** start ITEMS **
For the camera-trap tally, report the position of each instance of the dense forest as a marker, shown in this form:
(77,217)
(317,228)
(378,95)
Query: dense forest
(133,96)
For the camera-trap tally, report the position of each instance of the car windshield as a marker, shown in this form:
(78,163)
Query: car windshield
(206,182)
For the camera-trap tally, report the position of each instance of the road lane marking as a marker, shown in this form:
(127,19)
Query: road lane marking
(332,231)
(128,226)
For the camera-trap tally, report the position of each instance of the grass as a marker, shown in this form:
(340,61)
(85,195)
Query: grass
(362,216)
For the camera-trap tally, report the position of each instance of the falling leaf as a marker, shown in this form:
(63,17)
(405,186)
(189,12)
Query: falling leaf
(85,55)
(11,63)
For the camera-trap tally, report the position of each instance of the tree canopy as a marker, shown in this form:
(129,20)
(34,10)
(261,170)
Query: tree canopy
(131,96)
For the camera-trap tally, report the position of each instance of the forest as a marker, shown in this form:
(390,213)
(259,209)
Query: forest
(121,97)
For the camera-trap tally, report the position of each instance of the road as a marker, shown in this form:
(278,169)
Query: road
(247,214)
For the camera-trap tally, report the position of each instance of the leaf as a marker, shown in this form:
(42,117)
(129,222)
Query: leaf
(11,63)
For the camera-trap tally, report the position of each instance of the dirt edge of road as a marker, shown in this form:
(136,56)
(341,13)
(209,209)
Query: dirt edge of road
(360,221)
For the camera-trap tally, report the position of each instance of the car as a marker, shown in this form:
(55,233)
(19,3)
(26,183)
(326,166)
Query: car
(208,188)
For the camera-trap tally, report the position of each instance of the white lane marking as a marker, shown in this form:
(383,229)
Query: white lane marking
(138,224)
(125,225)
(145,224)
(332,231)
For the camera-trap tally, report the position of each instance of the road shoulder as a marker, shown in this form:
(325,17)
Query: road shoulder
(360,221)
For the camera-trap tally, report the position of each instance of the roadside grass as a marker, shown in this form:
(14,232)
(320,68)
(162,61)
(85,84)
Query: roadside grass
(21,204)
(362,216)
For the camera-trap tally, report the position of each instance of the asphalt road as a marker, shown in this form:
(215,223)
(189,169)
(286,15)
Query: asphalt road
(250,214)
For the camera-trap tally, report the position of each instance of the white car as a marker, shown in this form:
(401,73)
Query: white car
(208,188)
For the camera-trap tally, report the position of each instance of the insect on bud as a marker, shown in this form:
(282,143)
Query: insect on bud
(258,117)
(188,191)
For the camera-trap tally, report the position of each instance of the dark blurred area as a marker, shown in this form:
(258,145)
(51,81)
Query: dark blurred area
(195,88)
** end ITEMS **
* _WHAT YOU WILL DO_: Update every one of the records above by changing "camera-trap tally" to "field survey" wherever it occurs, leaving everything else as it is.

* _RESULT_:
For the field survey, report the position of each instance of the dense forest as a marker, shown in this form:
(77,217)
(317,228)
(378,95)
Query: dense forest
(133,96)
For the field survey, report the position of each instance of the car windshield as a marker, shown in this form:
(78,163)
Query: car windshield
(206,182)
For the field survey, report the position of each instance of the road lane marking as a marker, shown in this form:
(127,19)
Query: road lane marking
(332,231)
(128,226)
For the field survey, report the position of each instance of the grass as a marker, shown in this form:
(340,61)
(85,195)
Query: grass
(362,216)
For the field survey, report the position of each instance of the falling leaf as a marker, shown in this form:
(63,17)
(405,186)
(189,12)
Query: falling leaf
(85,55)
(11,63)
For the field survey, report the position of each instance of the tree canopy as a marker, shown in this form:
(129,20)
(34,10)
(261,170)
Query: tree canopy
(131,96)
For the field survey, report the position of each instance of the forest as a marker, shown in this form:
(390,213)
(259,209)
Query: forest
(121,97)
For the field survey, report the position of each instance of the road as a marker, shown in this form:
(278,169)
Query: road
(247,214)
For the field survey, report the position of each instance of the leaf as a marker, shown in this form:
(42,117)
(129,222)
Query: leaf
(11,63)
For the field survey, report the position of each instance of the dirt edge of road as a marker, shown in this form:
(136,56)
(341,13)
(209,209)
Query: dirt edge of road
(360,221)
For the field survey, report the position of each instance of the car as a marker, shown in this form:
(55,233)
(19,3)
(26,183)
(326,166)
Query: car
(208,188)
For the field survey, report the position of each instance of the white lane marking as a marker, shown in this form:
(383,229)
Query: white lane marking
(138,224)
(125,225)
(145,224)
(332,231)
For the field survey, report the position of each instance of the road shoulder as a marker, shown in this form:
(325,17)
Query: road shoulder
(360,221)
For the field survey, report the position of each instance of the roadside grass as a marker, shown in this form:
(14,232)
(320,68)
(162,61)
(85,84)
Query: roadside grass
(21,204)
(362,216)
For the field survey, report the position of each instance of the asphalt road as a marker, shown in this form:
(215,223)
(189,169)
(286,15)
Query: asphalt road
(250,214)
For the field survey, report the position of each instance of the white car as a marker, shown in this form:
(401,73)
Query: white car
(208,188)
For the field survey, report the position of each instance of the insect on bud as a marker, shown in this form:
(282,143)
Query: insect on bud
(258,117)
(188,191)
For the field survey, report the position of each instance of the dark blurred area as a marker, shown in this form:
(258,145)
(51,81)
Query: dark blurred area
(195,88)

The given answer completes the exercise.